* [Given data]
- - - -

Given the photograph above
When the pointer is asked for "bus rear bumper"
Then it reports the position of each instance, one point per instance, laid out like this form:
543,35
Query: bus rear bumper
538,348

- - - -

* [Prompt] Every line above needs to be retyped exactly.

* [Exercise answer]
Given the photograph above
When the pointer is asked for "bus rear bumper"
Then it reports the position of each instance, one point per instance, laid out like this form:
543,35
Query: bus rear bumper
538,348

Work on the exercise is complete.